START DATASET CONTENT

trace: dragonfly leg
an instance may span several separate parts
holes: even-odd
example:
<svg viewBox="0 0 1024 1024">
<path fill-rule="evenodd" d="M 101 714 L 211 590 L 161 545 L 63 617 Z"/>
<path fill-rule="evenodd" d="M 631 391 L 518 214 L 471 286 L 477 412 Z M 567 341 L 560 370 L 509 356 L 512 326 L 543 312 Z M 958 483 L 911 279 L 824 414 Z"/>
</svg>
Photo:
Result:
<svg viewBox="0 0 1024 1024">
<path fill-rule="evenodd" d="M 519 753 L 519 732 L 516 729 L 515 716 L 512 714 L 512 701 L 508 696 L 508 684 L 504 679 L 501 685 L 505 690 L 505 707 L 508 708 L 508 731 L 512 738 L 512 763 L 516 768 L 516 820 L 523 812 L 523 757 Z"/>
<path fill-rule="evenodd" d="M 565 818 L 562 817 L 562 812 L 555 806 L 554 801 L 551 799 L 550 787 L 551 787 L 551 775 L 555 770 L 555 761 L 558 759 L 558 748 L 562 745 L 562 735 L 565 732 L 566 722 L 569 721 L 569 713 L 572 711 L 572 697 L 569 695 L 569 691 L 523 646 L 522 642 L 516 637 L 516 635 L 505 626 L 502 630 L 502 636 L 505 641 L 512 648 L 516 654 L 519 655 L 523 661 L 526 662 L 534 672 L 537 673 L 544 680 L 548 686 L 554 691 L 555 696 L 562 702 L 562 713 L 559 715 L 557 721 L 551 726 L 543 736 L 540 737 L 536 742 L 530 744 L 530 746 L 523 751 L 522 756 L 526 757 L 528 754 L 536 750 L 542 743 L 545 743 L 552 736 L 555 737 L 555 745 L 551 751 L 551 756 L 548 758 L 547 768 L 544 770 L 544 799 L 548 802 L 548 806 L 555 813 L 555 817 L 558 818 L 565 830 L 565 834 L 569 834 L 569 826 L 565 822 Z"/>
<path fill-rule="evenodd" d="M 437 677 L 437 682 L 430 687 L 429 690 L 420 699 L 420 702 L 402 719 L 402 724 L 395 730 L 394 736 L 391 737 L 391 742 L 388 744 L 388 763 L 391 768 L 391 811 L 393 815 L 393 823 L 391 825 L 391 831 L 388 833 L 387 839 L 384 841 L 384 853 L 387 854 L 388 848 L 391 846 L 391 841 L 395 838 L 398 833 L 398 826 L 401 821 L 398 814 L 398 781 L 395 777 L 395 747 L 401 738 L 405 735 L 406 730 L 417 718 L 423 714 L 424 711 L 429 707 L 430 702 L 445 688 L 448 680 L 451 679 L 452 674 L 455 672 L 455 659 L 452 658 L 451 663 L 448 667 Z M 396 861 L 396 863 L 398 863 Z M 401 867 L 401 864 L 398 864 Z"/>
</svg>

END DATASET CONTENT

In full and without edits, repeat the listing above.

◆ **TASK ANSWER**
trace: dragonfly leg
an instance may span several separate parts
holes: even-odd
example:
<svg viewBox="0 0 1024 1024">
<path fill-rule="evenodd" d="M 101 714 L 211 590 L 161 545 L 63 617 Z"/>
<path fill-rule="evenodd" d="M 631 391 L 518 214 L 471 286 L 477 412 Z M 567 341 L 560 370 L 509 356 L 512 326 L 543 312 Z M 958 483 L 911 279 L 824 414 Z"/>
</svg>
Photo:
Result:
<svg viewBox="0 0 1024 1024">
<path fill-rule="evenodd" d="M 519 753 L 519 732 L 516 729 L 515 716 L 512 714 L 512 701 L 508 696 L 508 684 L 504 679 L 501 685 L 505 690 L 505 707 L 508 708 L 508 731 L 512 738 L 512 763 L 516 768 L 516 820 L 523 812 L 523 757 Z"/>
<path fill-rule="evenodd" d="M 565 818 L 562 817 L 562 812 L 555 806 L 554 801 L 551 799 L 550 787 L 551 787 L 551 775 L 555 770 L 555 761 L 558 759 L 558 748 L 562 745 L 562 735 L 565 732 L 566 722 L 569 721 L 569 713 L 572 711 L 572 697 L 569 695 L 569 691 L 523 646 L 522 642 L 516 637 L 516 635 L 505 626 L 502 630 L 502 636 L 505 641 L 512 648 L 516 654 L 519 655 L 523 661 L 526 662 L 534 672 L 537 673 L 544 680 L 548 686 L 554 691 L 555 696 L 562 702 L 562 713 L 559 715 L 557 721 L 551 726 L 543 736 L 540 737 L 536 742 L 530 744 L 530 746 L 523 751 L 522 756 L 526 757 L 528 754 L 536 750 L 542 743 L 545 743 L 552 736 L 555 737 L 555 745 L 551 751 L 551 756 L 548 758 L 547 768 L 544 770 L 544 799 L 548 802 L 548 806 L 555 813 L 555 817 L 558 818 L 565 830 L 565 834 L 569 834 L 569 826 L 565 822 Z"/>
<path fill-rule="evenodd" d="M 437 677 L 437 682 L 430 687 L 429 690 L 420 699 L 420 702 L 402 719 L 402 724 L 395 730 L 394 736 L 391 737 L 391 742 L 388 744 L 388 763 L 391 768 L 391 811 L 393 815 L 393 823 L 391 825 L 391 831 L 388 833 L 387 839 L 384 841 L 384 853 L 387 854 L 388 848 L 391 846 L 391 841 L 395 838 L 398 833 L 398 826 L 401 821 L 398 814 L 398 781 L 395 777 L 395 747 L 401 738 L 405 735 L 406 730 L 417 718 L 423 714 L 424 711 L 429 707 L 430 702 L 445 688 L 448 680 L 451 679 L 452 674 L 455 672 L 455 659 L 452 658 L 451 663 L 448 667 Z M 396 861 L 396 863 L 398 863 Z M 401 867 L 401 864 L 398 864 Z"/>
</svg>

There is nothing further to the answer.